Please reproduce the lines below word for word, changing nothing.

Start PROVIDED MATERIAL

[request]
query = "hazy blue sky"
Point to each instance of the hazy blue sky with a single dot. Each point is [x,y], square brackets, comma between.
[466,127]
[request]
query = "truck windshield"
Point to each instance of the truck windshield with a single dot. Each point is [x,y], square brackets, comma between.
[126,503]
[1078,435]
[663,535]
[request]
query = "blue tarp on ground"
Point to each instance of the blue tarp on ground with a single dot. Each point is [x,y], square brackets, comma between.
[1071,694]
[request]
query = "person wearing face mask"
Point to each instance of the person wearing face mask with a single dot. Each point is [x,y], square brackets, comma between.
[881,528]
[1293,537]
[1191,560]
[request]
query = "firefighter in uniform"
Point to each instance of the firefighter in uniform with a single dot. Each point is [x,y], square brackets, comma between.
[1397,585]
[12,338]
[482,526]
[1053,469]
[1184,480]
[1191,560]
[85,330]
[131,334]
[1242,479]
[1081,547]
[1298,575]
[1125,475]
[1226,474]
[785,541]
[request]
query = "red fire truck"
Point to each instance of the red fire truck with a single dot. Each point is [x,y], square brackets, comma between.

End PROVIDED MATERIAL

RESPONSE:
[request]
query = "hazy blue sky"
Point to each instance of the hazy blue sky with a single dot. Each point is [x,y], square brackets, comma between.
[466,127]
[request]
query = "truck windshield"
Point to each instance of the truck windshield with a single dot. Each point is [x,y], square brackets, comma between.
[126,503]
[1078,435]
[663,535]
[request]
query = "blue tarp on ground"
Point to each instance of the blue tarp on ground with a single dot. Each point is [x,y], square brackets, comma between.
[1071,694]
[request]
query = "person wearing face mask"
Point to each instance of the person wearing face mask with a single dot. Each point is [x,y], square brackets, comma between.
[881,528]
[1293,537]
[1191,560]
[request]
query = "firefighter in uniform"
Point to each instance of the firefighter in uniform with a single dot. Each point is [x,y], square brackets, comma between.
[1397,585]
[12,338]
[482,526]
[1053,469]
[1184,480]
[1191,560]
[85,330]
[131,334]
[1242,479]
[1081,547]
[1298,575]
[1125,475]
[1226,474]
[785,541]
[request]
query = "red fire truck"
Point to each instance of the red fire truck with a single dot. Each point is [x,y], square brackets, comma between.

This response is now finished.